Can you copy out the lines starting with the one that contains "Where can the building" and going on through the end of the data below, keeping every character the same?

[Rows from a pointing dataset]
_ _ _

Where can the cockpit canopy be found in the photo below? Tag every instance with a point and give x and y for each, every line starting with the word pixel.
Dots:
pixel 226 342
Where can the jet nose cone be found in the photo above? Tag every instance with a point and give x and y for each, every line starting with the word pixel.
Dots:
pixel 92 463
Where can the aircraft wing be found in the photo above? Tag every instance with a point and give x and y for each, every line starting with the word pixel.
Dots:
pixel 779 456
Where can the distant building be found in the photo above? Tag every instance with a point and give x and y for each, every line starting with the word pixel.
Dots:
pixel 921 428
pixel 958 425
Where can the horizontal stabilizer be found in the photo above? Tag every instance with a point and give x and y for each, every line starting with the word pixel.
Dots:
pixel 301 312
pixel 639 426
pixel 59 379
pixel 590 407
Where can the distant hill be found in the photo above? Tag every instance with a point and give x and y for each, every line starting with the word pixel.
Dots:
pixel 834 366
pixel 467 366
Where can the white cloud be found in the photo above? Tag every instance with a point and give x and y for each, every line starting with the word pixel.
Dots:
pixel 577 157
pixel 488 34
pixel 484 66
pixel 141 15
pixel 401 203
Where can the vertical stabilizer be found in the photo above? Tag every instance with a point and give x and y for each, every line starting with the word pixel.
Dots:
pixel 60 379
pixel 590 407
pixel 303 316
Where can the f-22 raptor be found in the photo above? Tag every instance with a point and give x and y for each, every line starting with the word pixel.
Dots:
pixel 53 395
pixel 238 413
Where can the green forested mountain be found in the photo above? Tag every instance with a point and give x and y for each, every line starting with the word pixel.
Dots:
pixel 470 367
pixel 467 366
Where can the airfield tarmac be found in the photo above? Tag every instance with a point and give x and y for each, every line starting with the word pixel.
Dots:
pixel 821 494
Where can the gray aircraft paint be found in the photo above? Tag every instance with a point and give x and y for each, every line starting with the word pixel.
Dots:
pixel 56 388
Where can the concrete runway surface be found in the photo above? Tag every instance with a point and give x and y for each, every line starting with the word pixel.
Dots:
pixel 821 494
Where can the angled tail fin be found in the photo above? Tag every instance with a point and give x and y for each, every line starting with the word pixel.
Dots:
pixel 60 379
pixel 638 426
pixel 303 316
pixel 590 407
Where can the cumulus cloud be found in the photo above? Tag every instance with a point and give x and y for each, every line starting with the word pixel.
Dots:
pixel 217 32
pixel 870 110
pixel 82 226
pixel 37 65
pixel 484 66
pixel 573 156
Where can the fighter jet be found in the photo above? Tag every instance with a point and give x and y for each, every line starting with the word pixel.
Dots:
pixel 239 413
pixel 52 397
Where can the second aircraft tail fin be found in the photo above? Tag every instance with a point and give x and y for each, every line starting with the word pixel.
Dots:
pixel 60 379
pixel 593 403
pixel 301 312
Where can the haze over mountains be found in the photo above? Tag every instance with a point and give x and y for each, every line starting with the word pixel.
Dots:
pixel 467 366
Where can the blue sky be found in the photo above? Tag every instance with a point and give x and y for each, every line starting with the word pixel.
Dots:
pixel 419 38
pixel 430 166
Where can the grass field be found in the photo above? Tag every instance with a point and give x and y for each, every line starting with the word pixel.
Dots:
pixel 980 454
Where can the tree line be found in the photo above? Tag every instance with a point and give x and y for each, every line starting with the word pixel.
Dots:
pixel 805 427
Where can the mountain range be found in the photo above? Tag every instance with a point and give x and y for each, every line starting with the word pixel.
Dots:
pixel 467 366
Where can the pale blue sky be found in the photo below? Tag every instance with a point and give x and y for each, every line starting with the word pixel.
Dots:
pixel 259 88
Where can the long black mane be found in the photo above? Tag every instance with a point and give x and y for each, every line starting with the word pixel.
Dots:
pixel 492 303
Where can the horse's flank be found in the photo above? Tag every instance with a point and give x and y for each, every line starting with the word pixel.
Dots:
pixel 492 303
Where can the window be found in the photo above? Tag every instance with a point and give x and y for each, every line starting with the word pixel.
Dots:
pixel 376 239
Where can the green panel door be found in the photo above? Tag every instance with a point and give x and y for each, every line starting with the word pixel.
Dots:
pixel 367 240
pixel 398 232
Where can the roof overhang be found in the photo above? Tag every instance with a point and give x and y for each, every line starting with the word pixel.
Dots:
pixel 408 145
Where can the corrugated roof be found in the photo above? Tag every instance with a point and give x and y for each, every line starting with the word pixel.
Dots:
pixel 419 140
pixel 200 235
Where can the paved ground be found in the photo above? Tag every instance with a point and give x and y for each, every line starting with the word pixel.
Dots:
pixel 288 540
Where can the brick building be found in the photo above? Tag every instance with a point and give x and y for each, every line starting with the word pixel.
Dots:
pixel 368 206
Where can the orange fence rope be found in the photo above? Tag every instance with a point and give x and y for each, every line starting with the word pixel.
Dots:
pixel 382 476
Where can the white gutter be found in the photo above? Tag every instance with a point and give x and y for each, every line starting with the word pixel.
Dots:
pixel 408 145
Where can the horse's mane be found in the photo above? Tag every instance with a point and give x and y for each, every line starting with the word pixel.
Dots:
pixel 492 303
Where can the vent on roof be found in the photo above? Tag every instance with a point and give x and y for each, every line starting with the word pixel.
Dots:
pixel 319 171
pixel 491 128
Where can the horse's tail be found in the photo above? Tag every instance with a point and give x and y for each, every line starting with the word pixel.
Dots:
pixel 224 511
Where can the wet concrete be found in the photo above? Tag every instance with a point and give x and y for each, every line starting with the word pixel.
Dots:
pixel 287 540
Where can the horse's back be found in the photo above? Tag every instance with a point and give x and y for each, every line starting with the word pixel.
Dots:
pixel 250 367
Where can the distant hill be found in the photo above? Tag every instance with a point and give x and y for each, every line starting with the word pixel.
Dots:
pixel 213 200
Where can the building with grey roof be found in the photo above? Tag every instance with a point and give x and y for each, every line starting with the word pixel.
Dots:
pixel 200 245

_ _ _

# RESPONSE FOR THIS EXERCISE
Where can the building with grey roof be found in the photo above? Tag every instance with a point and give x and y for each, every line starting with the word pixel.
Dots:
pixel 200 245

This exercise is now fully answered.